=== Given information ===

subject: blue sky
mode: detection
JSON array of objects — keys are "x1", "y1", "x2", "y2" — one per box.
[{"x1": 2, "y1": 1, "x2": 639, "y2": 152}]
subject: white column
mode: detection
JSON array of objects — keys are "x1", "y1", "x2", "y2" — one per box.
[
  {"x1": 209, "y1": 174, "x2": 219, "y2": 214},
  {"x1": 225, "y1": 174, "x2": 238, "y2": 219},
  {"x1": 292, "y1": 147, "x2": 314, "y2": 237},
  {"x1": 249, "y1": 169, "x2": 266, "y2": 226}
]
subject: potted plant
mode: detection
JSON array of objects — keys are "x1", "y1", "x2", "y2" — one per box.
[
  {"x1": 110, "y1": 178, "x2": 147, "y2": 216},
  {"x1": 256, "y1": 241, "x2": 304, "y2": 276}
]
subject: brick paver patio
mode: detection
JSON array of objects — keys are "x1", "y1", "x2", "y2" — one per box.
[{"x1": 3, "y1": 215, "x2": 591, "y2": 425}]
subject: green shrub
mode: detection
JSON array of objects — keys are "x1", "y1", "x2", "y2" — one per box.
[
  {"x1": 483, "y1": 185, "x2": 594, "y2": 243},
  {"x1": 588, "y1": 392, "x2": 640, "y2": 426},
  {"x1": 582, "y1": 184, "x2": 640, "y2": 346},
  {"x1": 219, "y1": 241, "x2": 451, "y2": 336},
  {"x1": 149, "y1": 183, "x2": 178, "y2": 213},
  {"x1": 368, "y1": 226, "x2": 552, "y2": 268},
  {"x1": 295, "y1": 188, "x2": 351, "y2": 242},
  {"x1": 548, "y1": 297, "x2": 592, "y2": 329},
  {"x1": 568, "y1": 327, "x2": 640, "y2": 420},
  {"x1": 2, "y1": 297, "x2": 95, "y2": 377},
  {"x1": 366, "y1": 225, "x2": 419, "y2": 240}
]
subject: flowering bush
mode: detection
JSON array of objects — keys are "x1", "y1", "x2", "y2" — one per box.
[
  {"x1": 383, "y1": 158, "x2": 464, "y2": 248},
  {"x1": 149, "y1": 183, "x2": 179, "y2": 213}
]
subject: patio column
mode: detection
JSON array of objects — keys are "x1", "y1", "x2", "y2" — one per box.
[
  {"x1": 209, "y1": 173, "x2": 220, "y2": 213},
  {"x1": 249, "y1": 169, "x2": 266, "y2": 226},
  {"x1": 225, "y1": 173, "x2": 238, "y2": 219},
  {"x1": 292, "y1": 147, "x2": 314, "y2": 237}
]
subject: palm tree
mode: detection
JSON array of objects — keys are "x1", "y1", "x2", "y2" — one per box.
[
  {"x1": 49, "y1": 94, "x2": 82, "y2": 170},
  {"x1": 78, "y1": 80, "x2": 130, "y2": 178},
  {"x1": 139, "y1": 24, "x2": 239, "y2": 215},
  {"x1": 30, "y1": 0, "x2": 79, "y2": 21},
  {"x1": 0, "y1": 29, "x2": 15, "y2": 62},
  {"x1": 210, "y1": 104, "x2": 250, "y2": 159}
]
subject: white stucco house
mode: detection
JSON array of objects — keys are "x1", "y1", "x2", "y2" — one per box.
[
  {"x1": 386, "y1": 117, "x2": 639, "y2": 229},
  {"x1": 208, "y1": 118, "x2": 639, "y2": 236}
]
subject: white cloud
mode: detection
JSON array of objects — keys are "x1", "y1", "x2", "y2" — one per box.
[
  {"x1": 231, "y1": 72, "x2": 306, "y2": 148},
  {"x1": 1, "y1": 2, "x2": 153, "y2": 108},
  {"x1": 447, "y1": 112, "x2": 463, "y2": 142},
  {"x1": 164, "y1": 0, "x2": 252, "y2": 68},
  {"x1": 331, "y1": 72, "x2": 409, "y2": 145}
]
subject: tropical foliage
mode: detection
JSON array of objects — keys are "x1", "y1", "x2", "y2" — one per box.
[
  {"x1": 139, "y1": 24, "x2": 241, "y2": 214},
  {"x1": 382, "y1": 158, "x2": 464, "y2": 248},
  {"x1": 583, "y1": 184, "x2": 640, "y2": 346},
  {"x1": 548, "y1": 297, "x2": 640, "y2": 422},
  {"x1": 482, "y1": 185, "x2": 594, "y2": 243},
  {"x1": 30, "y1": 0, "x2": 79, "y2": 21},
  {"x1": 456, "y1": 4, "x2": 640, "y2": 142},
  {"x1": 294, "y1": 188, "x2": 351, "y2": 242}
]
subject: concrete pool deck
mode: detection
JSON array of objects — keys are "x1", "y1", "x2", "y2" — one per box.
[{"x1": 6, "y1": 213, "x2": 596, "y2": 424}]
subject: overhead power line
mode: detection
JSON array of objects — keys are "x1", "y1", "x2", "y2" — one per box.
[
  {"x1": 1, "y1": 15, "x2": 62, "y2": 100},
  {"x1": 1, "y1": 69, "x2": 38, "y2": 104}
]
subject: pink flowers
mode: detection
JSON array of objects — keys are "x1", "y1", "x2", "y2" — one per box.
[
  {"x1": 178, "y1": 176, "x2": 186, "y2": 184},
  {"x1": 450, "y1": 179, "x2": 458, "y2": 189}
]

=== Task ===
Using the material above, return each line in which the word "white" occurs.

=== Solution to the exercise ===
subject: white column
subject: white stucco house
subject: white cloud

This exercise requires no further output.